*Written request*
Extract each line of the data below verbatim, in its original order, and omit the pictures from your answer.

Source data
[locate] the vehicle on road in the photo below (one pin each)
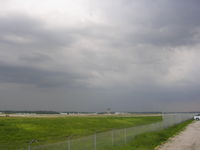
(197, 117)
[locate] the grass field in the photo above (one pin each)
(15, 132)
(151, 140)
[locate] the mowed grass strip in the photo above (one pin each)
(15, 132)
(151, 140)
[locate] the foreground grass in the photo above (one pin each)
(15, 132)
(150, 140)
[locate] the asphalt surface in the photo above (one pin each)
(189, 139)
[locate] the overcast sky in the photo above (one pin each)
(90, 55)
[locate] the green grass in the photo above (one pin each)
(15, 132)
(150, 140)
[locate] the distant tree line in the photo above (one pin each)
(29, 112)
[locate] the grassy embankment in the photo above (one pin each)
(151, 140)
(15, 132)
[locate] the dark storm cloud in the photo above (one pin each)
(29, 33)
(37, 77)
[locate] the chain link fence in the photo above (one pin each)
(118, 137)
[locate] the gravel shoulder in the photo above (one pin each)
(189, 139)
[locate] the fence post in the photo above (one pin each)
(112, 137)
(125, 135)
(95, 141)
(69, 144)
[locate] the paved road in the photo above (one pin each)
(189, 139)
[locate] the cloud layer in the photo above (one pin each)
(89, 55)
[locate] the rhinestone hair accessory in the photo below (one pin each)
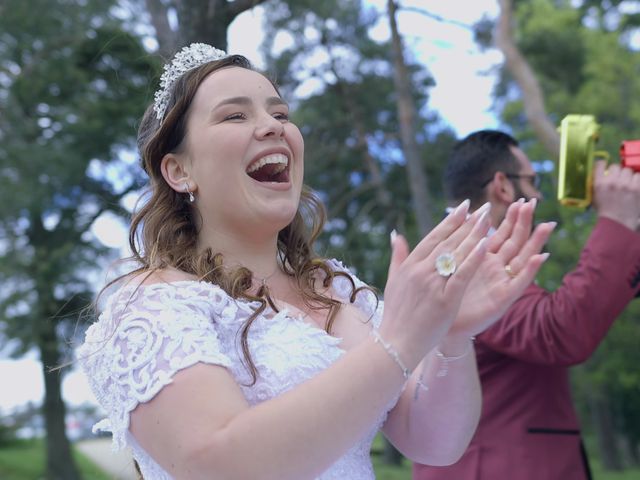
(186, 59)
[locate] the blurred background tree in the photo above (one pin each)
(565, 57)
(72, 86)
(75, 78)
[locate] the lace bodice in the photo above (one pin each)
(147, 334)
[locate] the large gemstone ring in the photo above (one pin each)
(446, 264)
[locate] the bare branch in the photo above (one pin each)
(438, 18)
(239, 6)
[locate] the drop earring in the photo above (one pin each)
(191, 196)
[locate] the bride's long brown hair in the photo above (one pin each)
(164, 231)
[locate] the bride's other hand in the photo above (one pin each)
(420, 302)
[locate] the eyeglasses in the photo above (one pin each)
(533, 178)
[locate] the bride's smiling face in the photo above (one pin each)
(242, 156)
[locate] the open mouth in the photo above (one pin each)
(272, 168)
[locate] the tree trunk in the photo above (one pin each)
(603, 423)
(417, 177)
(522, 73)
(60, 464)
(383, 196)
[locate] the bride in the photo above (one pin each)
(234, 351)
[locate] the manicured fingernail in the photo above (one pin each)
(484, 209)
(483, 216)
(463, 207)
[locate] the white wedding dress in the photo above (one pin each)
(147, 334)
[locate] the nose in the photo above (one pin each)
(268, 126)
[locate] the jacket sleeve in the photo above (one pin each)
(564, 327)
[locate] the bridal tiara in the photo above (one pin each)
(186, 59)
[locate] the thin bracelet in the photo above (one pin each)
(445, 361)
(392, 353)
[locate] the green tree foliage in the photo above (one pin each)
(72, 86)
(342, 81)
(585, 62)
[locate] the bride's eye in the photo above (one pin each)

*The solution*
[locate] the vehicle on road in the photo below (one pin each)
(197, 117)
[locate] the grass field in the photo above (one pin each)
(15, 132)
(151, 140)
[locate] the mowed grass strip in the photo above (one pin each)
(15, 132)
(151, 140)
[locate] the foreground grass in the photo above (one pin each)
(15, 132)
(150, 140)
[locate] the asphalt surface in the photo above (one pin each)
(189, 139)
[locate] the overcast sky in the photo above (one pin each)
(90, 55)
[locate] the green grass in the photo above (one pin each)
(15, 132)
(150, 140)
[locate] the distant tree line in the photo above (one pin each)
(29, 112)
[locate] the grassy embankment in the photo above (one pin each)
(151, 140)
(15, 132)
[locate] the dark storm cloud in the photo above (one pin each)
(29, 33)
(37, 77)
[locate] the chain link fence in the photo above (one pin each)
(118, 137)
[locate] the gravel shoulder in the photo above (one pin each)
(189, 139)
[locate] the fence post in the photo above (one pin each)
(112, 137)
(125, 135)
(95, 141)
(69, 144)
[locate] the paved road in the photo above (one pin each)
(189, 139)
[locate] the cloud layer in the photo above (one pin each)
(89, 55)
[locate] the rhinestone hair accessory in the photo below (one pin each)
(186, 59)
[locate] the blurred background tree in the photo above (one pin each)
(565, 57)
(72, 86)
(75, 78)
[locate] the lace bodice in the photo above (one pin each)
(147, 334)
[locate] the large gemstone ring in the photo above (one pin each)
(446, 264)
[locate] the bare branch in the photo above (one pin each)
(438, 18)
(239, 6)
[locate] the drop earring in the photo above (one pin each)
(191, 196)
[locate] the bride's long brown hair in the photo above (one pin each)
(164, 231)
[locate] the bride's other hand in the photo above (one pin each)
(420, 302)
[locate] the eyeglasses in the photo above (one pin each)
(533, 178)
[locate] the bride's smiling face in the photo above (one pin each)
(242, 156)
[locate] the open mouth in the photo above (one pin each)
(272, 168)
[locate] the tree trunk in the photo above (one pin each)
(603, 423)
(417, 177)
(522, 73)
(60, 464)
(383, 196)
[locate] the bride in the photo above (one pin each)
(234, 351)
[locate] the manicured fingernail in the photo above (one pin each)
(484, 209)
(483, 216)
(463, 207)
[locate] the white wedding dress in the photo above (one pin each)
(147, 334)
[locate] the nose in the photo above (one pin each)
(268, 126)
[locate] the jacket sleeve in the photo above (one pin each)
(564, 327)
[locate] the bridal tiara in the photo above (one pin each)
(186, 59)
[locate] the thin bracelet in the photo above (one pin each)
(445, 361)
(392, 353)
[locate] the green tree foliage in the photo above (one pin each)
(72, 86)
(342, 81)
(585, 62)
[locate] the bride's eye in the photo above (one pin each)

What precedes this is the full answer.